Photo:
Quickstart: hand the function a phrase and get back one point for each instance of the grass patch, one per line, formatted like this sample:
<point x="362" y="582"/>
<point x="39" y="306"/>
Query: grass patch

______________________________

→ TASK TO COMPLETE:
The material must be repeated in full, with every line exact.

→ ANSWER SPACE:
Photo:
Quickstart: hand the function a phrase and get back one point for each instance of the grass patch, one per line, formatted like this sample:
<point x="362" y="582"/>
<point x="39" y="306"/>
Query: grass patch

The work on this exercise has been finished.